_THE TASK_. In the Isadore Gudelsky biography below, reproduce the passage beginning with "Isadore Morton Gudelsky (1904-1963)" and ending with "parks in Maryland.", substituting "retail centers" for "shopping malls".

- Born: Isadore Morton Gudelsky September 15, 1904 Baltimore, Maryland
- Died: December 17, 1963 (aged 59) Suburban Hospital, Bethesda, Maryland
- Occupation(s): Real estate developer and philanthropist
- Spouse: Bertha

= Isadore Gudelsky =

Real estate developer and philanthropist

Isadore Morton Gudelsky (1904-1963) was a prominent real estate developer and philanthropist in the Baltimore-Washington metropolitan region during the 1930s to 1960s. Gudelsky helped develop shopping malls, apartment complexes, and industrial parks in Maryland.

==Life==
Gudelsky was born in Baltimore on September 15th, 1904. His brother Homer Gudelsky also became prominent in the real estate industry. Gudelsky was married to and survived by his wife Bertha Gudelsky.

==Career==
Gudelsky arrived in Silver Spring, Maryland in 1930 and established a gravel business in White Oak with his brother Homer. Gudelsky took over for his father Abraham Gudelsky, who had started the gravel business in 1911. Notable Gudelsky developments included the Tysons Corner Center in McLean, Virginia and the Westfield Wheaton mall in Wheaton, Maryland.

==Death==
Gudelsky died at the age of 59 on December 17th, 1963 at Suburban Hospital in Bethesda, Maryland. He is buried at Mount Lebanon Memorial Park Cemetery in Adelphi, Maryland.

==Legacy==
During the 1970s and the 1980s, a bitter fight among the Gudelsky family was waged in the courts. Isadore and his brother Homer together had developed the Contee Sand & Gravel Co., later renamed Percontee. Following Isadore's death, his widow Bertha accused Homer of improperly withholding Isadore's $4 million dollar Contee share for 5 years before distributing it to her. Bertha Gudelsky filed a lawsuit in 1973 alleging losses between 1963 and 1968. The case was brought to trial in Baltimore in November 1983. The case was dismissed in February 1984 after Bertha Gudelsky decided to drop the lawsuit.

_DATASET ENTRIES_.

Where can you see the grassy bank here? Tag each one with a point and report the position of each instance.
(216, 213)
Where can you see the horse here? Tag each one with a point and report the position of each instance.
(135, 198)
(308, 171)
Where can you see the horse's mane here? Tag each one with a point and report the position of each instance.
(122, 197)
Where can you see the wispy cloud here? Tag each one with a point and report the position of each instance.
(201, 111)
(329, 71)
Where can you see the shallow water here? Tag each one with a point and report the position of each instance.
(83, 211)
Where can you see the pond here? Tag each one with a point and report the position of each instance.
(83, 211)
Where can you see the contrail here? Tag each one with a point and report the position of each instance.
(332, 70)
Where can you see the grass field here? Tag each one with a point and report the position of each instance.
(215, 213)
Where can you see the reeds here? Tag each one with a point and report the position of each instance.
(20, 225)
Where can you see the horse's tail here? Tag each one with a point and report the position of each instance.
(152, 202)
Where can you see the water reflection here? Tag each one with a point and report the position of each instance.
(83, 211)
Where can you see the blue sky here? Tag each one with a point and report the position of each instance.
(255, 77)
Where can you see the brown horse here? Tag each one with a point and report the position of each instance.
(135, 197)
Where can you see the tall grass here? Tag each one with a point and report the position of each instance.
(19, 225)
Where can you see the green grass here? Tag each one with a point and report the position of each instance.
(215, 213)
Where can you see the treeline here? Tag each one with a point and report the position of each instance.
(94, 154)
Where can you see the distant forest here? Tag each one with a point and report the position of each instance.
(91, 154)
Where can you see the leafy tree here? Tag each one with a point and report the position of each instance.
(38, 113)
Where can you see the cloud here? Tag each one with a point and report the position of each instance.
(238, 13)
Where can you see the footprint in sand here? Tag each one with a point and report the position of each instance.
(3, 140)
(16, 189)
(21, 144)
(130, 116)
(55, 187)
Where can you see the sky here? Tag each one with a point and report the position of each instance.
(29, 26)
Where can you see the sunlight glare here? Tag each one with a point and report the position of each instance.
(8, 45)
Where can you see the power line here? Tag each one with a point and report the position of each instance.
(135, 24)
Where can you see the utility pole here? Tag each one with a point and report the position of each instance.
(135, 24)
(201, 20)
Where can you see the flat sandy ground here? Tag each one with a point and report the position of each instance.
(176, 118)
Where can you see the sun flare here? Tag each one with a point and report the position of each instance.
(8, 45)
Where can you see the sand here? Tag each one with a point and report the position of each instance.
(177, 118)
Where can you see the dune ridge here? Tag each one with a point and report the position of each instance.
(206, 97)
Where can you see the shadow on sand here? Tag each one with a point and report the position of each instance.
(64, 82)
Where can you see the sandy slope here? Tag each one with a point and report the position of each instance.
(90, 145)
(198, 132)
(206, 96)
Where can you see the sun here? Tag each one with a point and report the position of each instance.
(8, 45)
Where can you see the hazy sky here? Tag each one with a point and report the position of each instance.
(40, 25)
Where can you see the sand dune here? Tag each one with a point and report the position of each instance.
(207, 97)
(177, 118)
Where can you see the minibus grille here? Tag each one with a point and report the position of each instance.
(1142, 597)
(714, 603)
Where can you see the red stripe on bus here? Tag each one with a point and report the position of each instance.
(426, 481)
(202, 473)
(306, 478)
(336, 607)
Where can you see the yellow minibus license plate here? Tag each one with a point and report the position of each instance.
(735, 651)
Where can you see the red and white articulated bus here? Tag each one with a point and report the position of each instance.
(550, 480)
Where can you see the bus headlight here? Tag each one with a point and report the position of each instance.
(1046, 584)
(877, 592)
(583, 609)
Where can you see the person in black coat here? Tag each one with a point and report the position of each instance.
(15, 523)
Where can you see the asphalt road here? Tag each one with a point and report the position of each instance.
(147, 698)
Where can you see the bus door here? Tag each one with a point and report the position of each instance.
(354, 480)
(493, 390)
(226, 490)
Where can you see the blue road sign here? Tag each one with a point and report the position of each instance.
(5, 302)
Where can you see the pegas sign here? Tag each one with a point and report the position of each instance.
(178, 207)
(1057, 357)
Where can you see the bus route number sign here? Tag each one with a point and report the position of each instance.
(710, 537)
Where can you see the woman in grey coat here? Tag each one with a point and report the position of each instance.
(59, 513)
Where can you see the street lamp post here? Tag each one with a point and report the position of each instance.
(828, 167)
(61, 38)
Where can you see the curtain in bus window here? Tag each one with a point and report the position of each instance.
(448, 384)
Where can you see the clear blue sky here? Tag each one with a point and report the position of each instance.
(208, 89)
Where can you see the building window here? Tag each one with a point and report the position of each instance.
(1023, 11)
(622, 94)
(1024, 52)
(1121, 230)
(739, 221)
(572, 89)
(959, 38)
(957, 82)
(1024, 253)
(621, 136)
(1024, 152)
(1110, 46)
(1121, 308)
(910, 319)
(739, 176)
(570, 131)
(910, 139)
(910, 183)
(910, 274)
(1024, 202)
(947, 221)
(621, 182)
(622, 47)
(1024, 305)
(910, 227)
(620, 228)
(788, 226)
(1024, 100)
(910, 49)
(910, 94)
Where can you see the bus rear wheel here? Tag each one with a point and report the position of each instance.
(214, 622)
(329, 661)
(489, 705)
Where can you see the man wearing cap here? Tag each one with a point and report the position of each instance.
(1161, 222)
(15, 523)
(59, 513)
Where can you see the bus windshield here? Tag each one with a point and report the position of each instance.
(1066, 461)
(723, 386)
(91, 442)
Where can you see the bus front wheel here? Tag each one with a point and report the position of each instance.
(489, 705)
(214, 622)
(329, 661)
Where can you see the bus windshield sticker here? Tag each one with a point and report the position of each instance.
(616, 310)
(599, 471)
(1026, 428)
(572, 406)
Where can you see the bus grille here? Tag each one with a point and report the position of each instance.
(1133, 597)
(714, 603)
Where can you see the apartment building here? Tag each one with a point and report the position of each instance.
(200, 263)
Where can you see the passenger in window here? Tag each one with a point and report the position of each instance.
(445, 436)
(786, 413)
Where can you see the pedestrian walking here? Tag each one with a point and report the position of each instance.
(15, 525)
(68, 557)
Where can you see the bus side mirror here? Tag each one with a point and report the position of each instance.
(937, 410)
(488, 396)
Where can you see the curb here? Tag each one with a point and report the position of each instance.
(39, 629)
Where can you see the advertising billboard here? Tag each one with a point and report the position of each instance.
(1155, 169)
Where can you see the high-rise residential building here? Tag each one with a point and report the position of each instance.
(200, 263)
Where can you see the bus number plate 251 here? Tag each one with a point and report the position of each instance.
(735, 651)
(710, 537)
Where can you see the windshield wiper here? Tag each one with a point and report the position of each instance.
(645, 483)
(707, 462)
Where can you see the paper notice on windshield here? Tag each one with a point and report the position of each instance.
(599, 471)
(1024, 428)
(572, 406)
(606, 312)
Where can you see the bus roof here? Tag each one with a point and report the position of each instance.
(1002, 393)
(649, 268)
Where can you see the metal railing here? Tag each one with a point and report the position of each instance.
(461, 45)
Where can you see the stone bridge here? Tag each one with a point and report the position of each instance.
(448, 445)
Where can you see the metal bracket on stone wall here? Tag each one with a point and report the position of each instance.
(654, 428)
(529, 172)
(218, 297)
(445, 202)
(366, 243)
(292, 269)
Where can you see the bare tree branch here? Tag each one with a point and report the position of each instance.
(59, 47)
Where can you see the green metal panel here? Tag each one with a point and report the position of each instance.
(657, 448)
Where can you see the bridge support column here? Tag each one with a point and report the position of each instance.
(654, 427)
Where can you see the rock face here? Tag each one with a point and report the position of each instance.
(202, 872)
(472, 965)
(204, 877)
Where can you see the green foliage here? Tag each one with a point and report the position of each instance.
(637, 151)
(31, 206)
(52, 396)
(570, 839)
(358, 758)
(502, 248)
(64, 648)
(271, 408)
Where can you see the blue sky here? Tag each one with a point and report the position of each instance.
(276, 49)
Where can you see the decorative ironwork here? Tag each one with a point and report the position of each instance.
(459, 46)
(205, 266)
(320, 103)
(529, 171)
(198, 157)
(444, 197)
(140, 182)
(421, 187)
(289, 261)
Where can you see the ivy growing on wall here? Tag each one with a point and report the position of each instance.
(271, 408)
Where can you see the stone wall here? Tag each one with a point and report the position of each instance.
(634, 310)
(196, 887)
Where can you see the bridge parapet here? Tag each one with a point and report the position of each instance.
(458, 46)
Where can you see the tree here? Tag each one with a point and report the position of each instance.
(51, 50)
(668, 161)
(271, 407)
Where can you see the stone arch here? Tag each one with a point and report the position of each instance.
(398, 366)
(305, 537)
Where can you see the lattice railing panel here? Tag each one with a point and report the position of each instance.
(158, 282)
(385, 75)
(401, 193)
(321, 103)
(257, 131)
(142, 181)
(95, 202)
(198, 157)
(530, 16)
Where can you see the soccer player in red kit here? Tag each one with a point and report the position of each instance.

_REPLY TO THE TASK_.
Isadore Morton Gudelsky (1904-1963) was a prominent real estate developer and philanthropist in the Baltimore-Washington metropolitan region during the 1930s to 1960s. Gudelsky helped develop retail centers, apartment complexes, and industrial parks in Maryland.